§ **Task brief**
Restate word for word the span that opens with the line containing "wanted | a point" and closes with the final line of the data; give only those lines.

(Point-per-instance localization data)

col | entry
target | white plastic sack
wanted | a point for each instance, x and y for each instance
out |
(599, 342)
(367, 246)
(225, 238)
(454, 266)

§ **Written answer**
wanted | a point for each instance, x and y for each instance
out |
(599, 342)
(367, 246)
(225, 238)
(454, 266)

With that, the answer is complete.